- **Extrait à lire**
##############################

Auparavant, lorsque la Cour de cassation opérait revirement, cela ne ressortait pas de l’arrêt. Depuis récemment, la Cour de cassation fait preuve de pédagogie, et elle a pris l’habitude de préciser que l’arrêt revire et pour quelle raison (par ex., Civ. 2e, 5 oct. 2023, n° 21-21.007 P, Dalloz actualité, 19 oct. 2023, obs. M. Barba ; D. 2023. 1753 ; AJ fam. 2023. 537, obs. F. Eudier et V. Avena-Robardet ; RTD civ. 2024. 199, obs. P. Théry ; Civ. 1re, 24 janv. 2024, n° 22-16.115 P, Dalloz actualité, 29 janv. 2024, obs. C. Hélaine ; D. 2024. 665 , note M. Zaffagnini ; ibid. 500, chron. E. Buat-Ménard, C. de Cabarrus, A. Daniel, A. Feydeau-Thieffry et S. Robin-Raschel ; RTD civ. 2024. 387, obs. H. Barbier ).

Rien de tel ici, de sorte que, a priori, nous pourrions considérer que cet arrêt s’inscrit dans la logique procédurale de la chambre en la matière.

En d’autres termes, la Cour de cassation confirme que la jurisprudence mise en place depuis son avis de 2022 est maintenue, avec une évidente clémence au profit de celui qui perçoit la pension alimentaire. Toutefois, cette clémence ne peut se faire à n’importe quel prix, et les avocats devront faire preuve d’habileté procédurale, que ce soit pour agir au profit de celui qui est créancier ou débiteur de la pension alimentaire du devoir de secours.

##############################

- **Énoncé du problème**
Rédigez la suite du commentaire ci-dessus sur la jurisprudence de la Cour de cassation relative à la pension alimentaire du devoir de secours, en partant de sa dernière phrase.

##############################

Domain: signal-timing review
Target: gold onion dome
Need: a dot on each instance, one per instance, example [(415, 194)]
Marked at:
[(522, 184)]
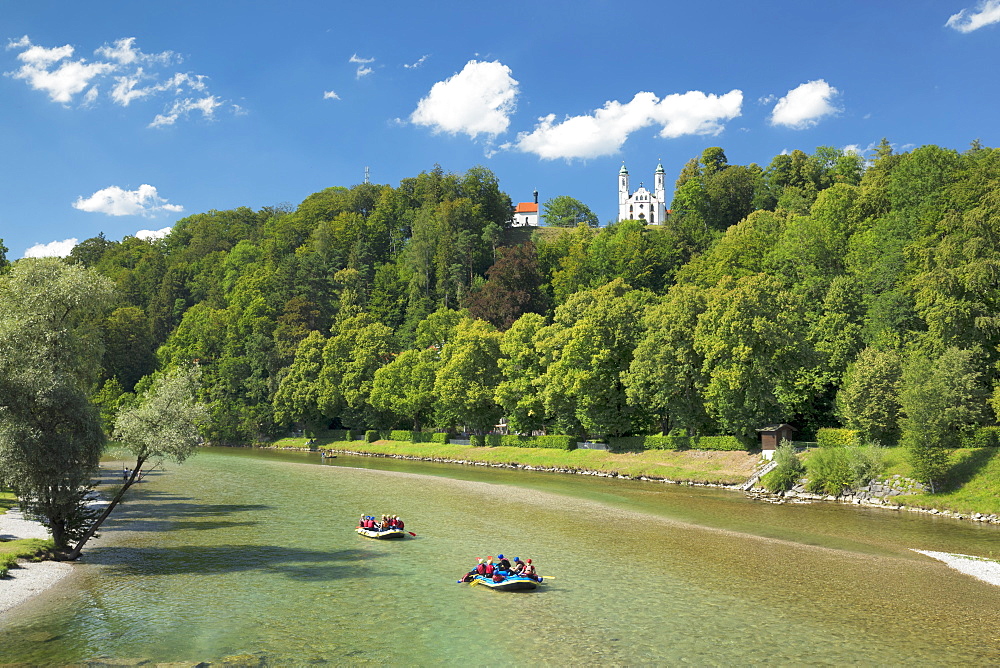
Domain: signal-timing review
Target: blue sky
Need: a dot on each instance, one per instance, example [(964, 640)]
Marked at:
[(124, 117)]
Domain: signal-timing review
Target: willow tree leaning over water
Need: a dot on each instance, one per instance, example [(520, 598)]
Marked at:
[(165, 425), (50, 350)]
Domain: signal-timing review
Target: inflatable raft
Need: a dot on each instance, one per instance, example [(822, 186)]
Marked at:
[(512, 583), (388, 533)]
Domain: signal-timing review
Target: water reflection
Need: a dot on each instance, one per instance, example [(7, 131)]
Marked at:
[(260, 558)]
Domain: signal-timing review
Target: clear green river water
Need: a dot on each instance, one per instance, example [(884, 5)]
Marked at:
[(253, 552)]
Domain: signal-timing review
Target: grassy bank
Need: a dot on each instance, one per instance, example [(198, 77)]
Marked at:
[(973, 485), (728, 468), (35, 549)]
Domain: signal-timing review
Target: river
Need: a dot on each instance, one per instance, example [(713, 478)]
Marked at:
[(252, 552)]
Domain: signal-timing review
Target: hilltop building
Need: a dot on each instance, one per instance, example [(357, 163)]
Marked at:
[(642, 204), (525, 214)]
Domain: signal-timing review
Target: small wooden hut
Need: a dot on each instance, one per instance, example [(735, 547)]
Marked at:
[(771, 436)]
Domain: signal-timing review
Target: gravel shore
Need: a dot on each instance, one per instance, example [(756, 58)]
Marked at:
[(31, 578), (987, 570)]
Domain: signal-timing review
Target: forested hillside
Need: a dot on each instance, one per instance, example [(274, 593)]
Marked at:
[(819, 291)]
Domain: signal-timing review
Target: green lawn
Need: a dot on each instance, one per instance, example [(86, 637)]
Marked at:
[(689, 465)]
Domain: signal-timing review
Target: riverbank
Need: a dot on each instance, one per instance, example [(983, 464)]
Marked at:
[(699, 467), (974, 500), (30, 578)]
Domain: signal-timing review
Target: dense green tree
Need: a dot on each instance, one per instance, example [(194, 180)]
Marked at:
[(405, 387), (164, 425), (869, 397), (665, 376), (128, 346), (522, 368), (566, 211), (513, 288), (297, 397), (50, 350), (467, 378), (591, 344), (940, 399), (752, 341)]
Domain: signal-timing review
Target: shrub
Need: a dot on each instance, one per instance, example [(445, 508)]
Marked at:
[(786, 474), (984, 437), (556, 442), (716, 443), (627, 443), (656, 442), (836, 438), (676, 443), (7, 561), (867, 463), (515, 441), (830, 471)]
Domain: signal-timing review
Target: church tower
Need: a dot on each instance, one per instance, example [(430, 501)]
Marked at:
[(623, 192), (660, 185), (649, 207)]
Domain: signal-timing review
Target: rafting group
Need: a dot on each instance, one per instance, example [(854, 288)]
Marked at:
[(386, 523), (502, 570), (390, 526)]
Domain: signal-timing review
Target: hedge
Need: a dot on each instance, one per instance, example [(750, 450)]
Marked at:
[(984, 437), (657, 442), (836, 438), (727, 443)]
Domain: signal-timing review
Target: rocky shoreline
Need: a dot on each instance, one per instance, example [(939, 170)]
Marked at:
[(889, 494), (886, 494), (29, 578)]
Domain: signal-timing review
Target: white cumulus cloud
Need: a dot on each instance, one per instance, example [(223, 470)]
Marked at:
[(987, 12), (52, 249), (131, 75), (477, 100), (115, 201), (149, 235), (183, 108), (604, 131), (805, 105), (53, 72), (420, 61)]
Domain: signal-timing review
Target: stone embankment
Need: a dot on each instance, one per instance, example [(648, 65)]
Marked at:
[(528, 467), (889, 493)]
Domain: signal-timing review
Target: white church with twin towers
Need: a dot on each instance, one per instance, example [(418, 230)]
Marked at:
[(643, 204)]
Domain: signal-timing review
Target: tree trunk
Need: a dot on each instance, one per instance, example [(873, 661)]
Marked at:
[(75, 553)]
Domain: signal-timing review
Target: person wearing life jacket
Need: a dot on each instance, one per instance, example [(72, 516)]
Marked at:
[(503, 564)]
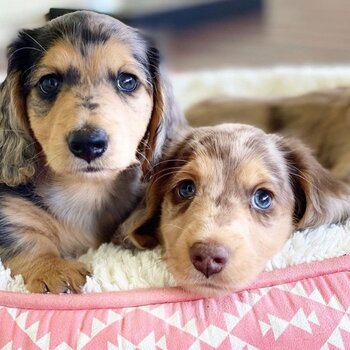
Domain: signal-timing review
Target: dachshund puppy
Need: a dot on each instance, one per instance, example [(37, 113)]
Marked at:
[(225, 200), (84, 108), (320, 119)]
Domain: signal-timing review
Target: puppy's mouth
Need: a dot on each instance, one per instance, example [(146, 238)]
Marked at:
[(208, 289), (102, 170)]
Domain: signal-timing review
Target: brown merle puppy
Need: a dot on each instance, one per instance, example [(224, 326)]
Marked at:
[(227, 198), (83, 108), (320, 119)]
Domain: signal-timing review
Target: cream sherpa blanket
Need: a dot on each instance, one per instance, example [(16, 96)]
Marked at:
[(116, 269)]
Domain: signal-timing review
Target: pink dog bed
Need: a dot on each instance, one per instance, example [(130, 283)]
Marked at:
[(301, 307)]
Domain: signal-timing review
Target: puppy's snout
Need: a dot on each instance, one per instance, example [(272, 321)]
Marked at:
[(88, 143), (208, 258)]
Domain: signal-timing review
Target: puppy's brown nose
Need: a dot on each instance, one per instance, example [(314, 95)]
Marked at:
[(88, 143), (208, 258)]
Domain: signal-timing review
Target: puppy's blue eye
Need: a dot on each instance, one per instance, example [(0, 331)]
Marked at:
[(186, 189), (262, 199), (126, 82), (49, 84)]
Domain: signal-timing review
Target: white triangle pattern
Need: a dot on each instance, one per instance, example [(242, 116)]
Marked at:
[(231, 321), (335, 338), (32, 331), (335, 304), (195, 346), (279, 325), (162, 343), (299, 290), (213, 336), (8, 346), (237, 343), (299, 320), (313, 318), (96, 327), (111, 346), (264, 327)]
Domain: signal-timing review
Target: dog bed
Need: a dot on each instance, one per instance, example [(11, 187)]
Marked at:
[(300, 301)]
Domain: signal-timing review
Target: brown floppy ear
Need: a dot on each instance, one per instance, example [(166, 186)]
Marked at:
[(320, 198), (17, 148), (167, 118), (141, 227)]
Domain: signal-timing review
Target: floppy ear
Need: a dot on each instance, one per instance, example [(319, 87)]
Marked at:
[(17, 148), (320, 198), (141, 227), (167, 118)]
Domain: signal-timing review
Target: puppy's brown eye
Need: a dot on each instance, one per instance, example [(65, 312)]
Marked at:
[(126, 82), (261, 199), (186, 189), (49, 85)]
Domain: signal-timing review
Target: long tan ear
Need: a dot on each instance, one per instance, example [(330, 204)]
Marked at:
[(320, 198), (17, 148), (167, 118), (141, 227)]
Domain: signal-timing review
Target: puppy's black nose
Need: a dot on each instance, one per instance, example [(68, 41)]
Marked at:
[(88, 143), (208, 258)]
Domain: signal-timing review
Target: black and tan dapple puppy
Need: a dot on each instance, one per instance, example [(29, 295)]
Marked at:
[(84, 111)]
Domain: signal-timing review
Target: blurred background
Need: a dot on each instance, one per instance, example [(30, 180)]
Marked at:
[(211, 34)]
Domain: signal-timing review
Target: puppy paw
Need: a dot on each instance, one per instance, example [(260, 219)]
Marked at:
[(55, 275)]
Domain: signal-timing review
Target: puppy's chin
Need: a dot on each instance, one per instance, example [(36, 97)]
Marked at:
[(217, 285), (93, 172), (208, 290)]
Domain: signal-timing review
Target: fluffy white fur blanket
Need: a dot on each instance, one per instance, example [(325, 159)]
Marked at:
[(116, 269)]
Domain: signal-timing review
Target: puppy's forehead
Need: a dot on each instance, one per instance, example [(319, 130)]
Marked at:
[(238, 151), (86, 41), (99, 59)]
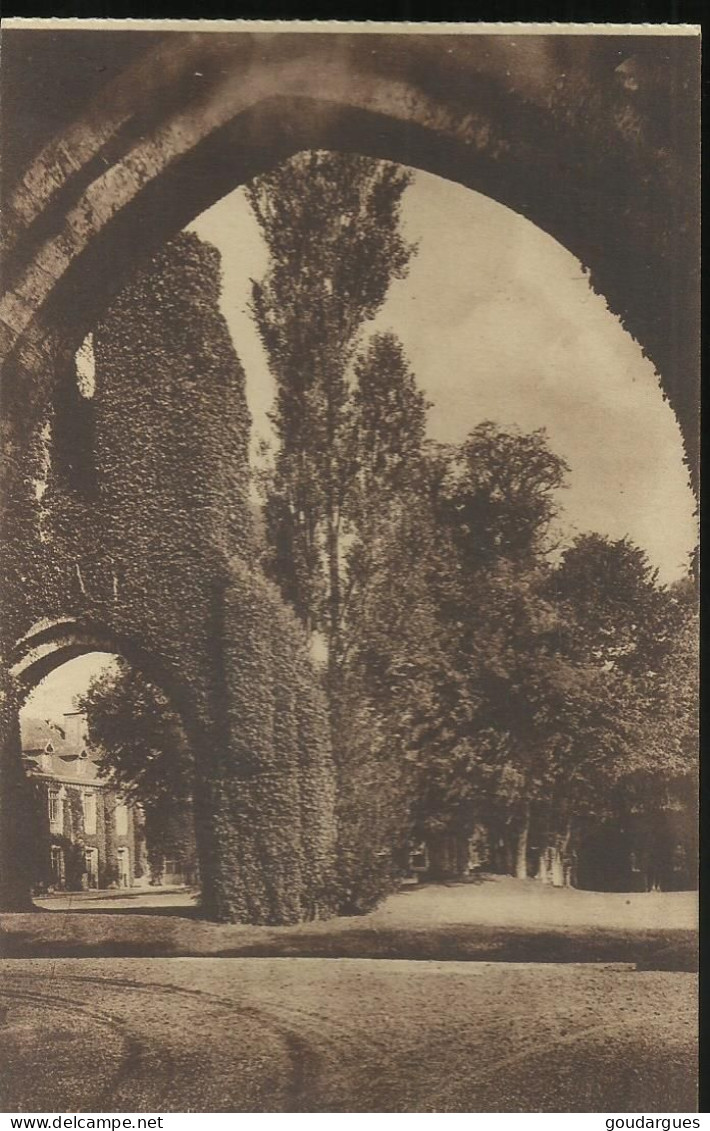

##############################

- **Bonne réponse**
Mais pour apprécier la portée de cet arrêt, il faut tout d’abord se poser la question suivante : l’époux qui bénéficie d’un divorce prononcé aux torts de l’autre époux est-il dans la même situation que celui pour lequel le divorce est sur demande acceptée, et d’une manière générale d’un divorce non discuté dans son principe ?

Au regard de la notion d’intérêt, rappelé par la Cour de cassation, la réponse semble être affirmative.

Au demeurant, cela semble être la position de la première chambre pour laquelle « lorsque ni l’appel principal ni, le cas échéant, l’appel incident ne portent sur le prononcé du divorce, celui-ci acquiert force de chose jugée à la date du dépôt des conclusions de l’intimé mentionnées à l’article 909 du code de procédure civile, cette décision concernant tous les divorces contentieux » (Civ. 1re, 14 juin 2023, n° 23-70.005 NP, AJ fam. 2023. 361, obs. F. Eudier ).

Le seul cas dans lequel le divorce est discuté est le divorce pour faute.

Il en résulte que pour tous les divorces autres que le divorce pour faute, il n’y aurait aucune succombance du chef du prononcé du divorce, que sorte que l’appel de ce chef, qu’il soit incident ou principal, sera nécessairement irrecevable.

Cependant, la difficulté tient au fait que la première chambre, avec une logique qui échappera à beaucoup, semble donner à la dévolution un effet de nature à contrecarrer cette irrecevabilité pour défaut d’intérêt.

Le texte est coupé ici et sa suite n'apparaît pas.